Entradas para el etiquetado de cuadros delimitadores:
* * *
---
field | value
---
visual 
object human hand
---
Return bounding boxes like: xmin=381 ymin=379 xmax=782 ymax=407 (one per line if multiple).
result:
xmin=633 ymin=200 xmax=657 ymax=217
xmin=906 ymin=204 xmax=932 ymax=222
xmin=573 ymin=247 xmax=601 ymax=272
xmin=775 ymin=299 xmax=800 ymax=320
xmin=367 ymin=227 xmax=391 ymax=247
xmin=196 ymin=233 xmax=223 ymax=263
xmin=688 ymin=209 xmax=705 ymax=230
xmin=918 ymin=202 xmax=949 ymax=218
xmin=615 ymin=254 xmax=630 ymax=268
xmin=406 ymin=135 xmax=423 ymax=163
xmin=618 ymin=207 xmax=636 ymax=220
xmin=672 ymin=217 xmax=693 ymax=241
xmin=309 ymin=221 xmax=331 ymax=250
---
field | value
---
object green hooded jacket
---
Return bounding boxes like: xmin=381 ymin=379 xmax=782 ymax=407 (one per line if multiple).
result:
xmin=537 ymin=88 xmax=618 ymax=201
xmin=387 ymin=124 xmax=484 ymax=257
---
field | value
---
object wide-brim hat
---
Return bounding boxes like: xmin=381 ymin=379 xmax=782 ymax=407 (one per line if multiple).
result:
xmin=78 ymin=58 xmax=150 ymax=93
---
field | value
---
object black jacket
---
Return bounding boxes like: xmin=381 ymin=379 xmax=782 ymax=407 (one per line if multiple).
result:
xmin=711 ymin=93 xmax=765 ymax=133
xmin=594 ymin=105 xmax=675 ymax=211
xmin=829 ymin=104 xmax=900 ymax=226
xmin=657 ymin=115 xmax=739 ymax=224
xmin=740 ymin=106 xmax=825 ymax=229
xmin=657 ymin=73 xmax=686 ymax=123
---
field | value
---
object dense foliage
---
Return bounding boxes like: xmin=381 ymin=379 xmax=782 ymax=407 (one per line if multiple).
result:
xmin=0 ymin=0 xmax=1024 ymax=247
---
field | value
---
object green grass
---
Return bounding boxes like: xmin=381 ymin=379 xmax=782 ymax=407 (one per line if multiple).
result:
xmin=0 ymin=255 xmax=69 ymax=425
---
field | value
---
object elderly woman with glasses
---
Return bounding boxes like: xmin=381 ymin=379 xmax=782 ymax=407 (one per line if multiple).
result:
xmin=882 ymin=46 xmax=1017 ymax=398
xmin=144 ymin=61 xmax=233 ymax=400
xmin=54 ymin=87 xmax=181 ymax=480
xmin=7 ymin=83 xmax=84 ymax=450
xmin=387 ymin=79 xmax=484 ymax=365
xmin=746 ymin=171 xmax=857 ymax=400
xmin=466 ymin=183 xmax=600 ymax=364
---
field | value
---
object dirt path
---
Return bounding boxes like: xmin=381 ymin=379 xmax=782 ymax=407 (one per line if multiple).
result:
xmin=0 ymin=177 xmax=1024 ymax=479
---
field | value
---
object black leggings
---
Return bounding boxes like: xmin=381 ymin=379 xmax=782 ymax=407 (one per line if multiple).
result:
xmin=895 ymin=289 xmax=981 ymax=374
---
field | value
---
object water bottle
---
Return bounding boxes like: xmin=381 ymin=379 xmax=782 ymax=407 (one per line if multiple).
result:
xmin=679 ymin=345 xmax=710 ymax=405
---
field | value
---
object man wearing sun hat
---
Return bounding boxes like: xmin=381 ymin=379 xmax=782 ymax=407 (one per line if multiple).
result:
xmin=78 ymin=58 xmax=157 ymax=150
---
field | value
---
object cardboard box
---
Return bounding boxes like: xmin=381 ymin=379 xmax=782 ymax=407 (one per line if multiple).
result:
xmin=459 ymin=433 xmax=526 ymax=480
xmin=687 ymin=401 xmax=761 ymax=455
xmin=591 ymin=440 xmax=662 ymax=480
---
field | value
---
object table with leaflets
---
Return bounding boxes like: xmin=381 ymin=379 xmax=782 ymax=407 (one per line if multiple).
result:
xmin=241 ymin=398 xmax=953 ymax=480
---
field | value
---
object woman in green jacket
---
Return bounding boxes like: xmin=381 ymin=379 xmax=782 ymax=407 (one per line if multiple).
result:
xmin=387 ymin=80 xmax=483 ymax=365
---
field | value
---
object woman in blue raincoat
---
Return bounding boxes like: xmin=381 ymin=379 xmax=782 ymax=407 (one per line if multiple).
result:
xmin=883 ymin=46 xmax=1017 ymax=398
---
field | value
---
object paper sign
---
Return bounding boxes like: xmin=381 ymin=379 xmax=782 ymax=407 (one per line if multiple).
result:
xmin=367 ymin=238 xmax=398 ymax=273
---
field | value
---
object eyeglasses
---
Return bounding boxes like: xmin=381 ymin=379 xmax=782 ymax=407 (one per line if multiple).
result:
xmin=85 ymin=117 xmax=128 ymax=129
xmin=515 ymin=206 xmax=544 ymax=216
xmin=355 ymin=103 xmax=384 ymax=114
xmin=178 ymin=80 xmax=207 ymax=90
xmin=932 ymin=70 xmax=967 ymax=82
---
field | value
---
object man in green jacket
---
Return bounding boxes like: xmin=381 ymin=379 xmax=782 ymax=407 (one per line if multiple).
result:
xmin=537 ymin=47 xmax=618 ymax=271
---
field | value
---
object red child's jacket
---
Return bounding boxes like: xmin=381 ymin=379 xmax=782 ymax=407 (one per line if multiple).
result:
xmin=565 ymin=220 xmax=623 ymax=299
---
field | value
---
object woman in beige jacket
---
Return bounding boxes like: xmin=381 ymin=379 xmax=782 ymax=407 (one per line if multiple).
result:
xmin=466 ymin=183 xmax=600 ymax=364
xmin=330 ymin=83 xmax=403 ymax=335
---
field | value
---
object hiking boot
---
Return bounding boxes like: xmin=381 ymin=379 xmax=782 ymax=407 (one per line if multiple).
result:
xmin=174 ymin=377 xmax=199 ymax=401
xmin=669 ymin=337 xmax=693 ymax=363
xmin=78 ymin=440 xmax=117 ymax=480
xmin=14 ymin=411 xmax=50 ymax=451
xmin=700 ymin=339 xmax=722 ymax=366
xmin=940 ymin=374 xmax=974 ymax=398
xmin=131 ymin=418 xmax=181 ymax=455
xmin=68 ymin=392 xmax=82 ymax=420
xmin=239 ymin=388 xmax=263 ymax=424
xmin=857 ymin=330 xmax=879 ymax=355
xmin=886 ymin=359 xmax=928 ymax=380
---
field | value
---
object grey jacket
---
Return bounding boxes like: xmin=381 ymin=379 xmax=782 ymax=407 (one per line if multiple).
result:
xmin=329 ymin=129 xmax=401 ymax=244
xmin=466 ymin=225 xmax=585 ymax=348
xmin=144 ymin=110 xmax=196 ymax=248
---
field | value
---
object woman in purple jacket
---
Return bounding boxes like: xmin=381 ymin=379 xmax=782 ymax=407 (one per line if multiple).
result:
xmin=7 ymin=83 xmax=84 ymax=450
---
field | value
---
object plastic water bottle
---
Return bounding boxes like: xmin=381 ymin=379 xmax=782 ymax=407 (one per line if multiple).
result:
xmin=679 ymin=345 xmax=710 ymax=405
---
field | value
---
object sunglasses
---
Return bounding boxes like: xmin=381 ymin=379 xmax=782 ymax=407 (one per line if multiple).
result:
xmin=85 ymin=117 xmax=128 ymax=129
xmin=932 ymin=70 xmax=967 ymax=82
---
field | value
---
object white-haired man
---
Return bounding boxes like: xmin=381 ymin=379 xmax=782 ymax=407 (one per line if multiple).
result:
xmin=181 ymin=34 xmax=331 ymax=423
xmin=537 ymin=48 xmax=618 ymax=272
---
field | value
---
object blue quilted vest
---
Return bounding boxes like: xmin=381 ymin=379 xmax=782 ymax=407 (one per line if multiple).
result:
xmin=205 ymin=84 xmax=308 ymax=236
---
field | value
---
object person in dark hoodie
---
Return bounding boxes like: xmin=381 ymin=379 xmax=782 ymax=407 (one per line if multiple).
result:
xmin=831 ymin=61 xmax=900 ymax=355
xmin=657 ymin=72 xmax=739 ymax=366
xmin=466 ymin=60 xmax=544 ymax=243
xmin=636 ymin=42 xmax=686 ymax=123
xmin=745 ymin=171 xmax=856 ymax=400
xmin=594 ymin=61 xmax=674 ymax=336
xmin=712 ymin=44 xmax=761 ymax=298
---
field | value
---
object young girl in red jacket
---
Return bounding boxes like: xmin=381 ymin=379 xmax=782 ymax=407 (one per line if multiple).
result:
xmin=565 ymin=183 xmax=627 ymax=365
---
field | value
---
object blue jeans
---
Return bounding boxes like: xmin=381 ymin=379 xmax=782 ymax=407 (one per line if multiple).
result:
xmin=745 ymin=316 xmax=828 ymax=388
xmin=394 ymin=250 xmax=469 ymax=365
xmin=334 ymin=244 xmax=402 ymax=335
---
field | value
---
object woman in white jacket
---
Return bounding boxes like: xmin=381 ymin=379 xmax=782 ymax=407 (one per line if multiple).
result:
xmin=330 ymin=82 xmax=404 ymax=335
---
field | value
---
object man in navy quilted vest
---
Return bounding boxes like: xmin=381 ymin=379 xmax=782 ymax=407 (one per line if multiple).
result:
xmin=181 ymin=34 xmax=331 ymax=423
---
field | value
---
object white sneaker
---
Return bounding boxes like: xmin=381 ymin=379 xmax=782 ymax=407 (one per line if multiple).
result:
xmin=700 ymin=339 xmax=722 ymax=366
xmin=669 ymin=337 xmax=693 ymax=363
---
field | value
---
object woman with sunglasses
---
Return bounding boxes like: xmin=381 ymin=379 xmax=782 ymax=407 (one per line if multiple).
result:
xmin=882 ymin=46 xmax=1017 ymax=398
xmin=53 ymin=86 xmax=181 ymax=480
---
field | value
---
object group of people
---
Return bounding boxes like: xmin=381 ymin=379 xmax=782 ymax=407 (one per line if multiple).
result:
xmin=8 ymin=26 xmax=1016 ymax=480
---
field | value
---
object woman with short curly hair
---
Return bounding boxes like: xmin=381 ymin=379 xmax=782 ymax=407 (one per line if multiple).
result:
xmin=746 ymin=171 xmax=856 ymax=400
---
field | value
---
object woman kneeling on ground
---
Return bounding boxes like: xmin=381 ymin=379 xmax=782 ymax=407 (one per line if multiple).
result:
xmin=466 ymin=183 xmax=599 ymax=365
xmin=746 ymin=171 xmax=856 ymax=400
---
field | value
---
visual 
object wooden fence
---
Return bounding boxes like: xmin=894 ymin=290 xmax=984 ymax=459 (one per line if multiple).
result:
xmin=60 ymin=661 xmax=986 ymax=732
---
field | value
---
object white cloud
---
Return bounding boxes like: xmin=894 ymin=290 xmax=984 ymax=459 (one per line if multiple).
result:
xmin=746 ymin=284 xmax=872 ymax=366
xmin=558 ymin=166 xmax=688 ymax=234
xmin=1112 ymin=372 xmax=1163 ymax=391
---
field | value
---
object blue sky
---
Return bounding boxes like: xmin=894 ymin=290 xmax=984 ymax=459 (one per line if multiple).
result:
* * *
- **OBJETIVO DEL EJERCICIO**:
Reescribe el tramo del material que va desde su comienzo hasta la línea que contiene "xmin=0 ymin=0 xmax=1024 ymax=247", ambos extremos incluidos, y solo ese tramo. Sustituye "black jacket" por "dark jacket" y deja todo lo demás sin cambios.

- **RESPUESTA FINAL**:
---
field | value
---
visual 
object human hand
---
Return bounding boxes like: xmin=381 ymin=379 xmax=782 ymax=407 (one per line if multiple).
result:
xmin=633 ymin=200 xmax=657 ymax=217
xmin=906 ymin=204 xmax=932 ymax=222
xmin=573 ymin=247 xmax=601 ymax=272
xmin=775 ymin=299 xmax=800 ymax=320
xmin=367 ymin=227 xmax=391 ymax=247
xmin=196 ymin=233 xmax=223 ymax=263
xmin=688 ymin=209 xmax=705 ymax=230
xmin=918 ymin=202 xmax=949 ymax=218
xmin=615 ymin=254 xmax=630 ymax=268
xmin=406 ymin=135 xmax=423 ymax=163
xmin=618 ymin=207 xmax=636 ymax=220
xmin=672 ymin=217 xmax=693 ymax=241
xmin=309 ymin=221 xmax=331 ymax=250
---
field | value
---
object green hooded jacket
---
Return bounding boxes like: xmin=381 ymin=379 xmax=782 ymax=407 (one per line if multiple).
result:
xmin=537 ymin=88 xmax=618 ymax=201
xmin=387 ymin=124 xmax=484 ymax=257
---
field | value
---
object wide-brim hat
---
Return bounding boxes like: xmin=381 ymin=379 xmax=782 ymax=407 (one per line if multiple).
result:
xmin=78 ymin=58 xmax=150 ymax=93
---
field | value
---
object dark jacket
---
Return bounding boxes like: xmin=381 ymin=379 xmax=782 ymax=407 (one per line if multiple).
result:
xmin=711 ymin=93 xmax=765 ymax=133
xmin=594 ymin=105 xmax=675 ymax=211
xmin=829 ymin=104 xmax=900 ymax=226
xmin=657 ymin=115 xmax=739 ymax=224
xmin=740 ymin=106 xmax=825 ymax=229
xmin=657 ymin=73 xmax=686 ymax=123
---
field | value
---
object dense foliage
---
Return bounding boxes like: xmin=381 ymin=379 xmax=782 ymax=407 (one per line if multiple).
result:
xmin=0 ymin=0 xmax=1024 ymax=247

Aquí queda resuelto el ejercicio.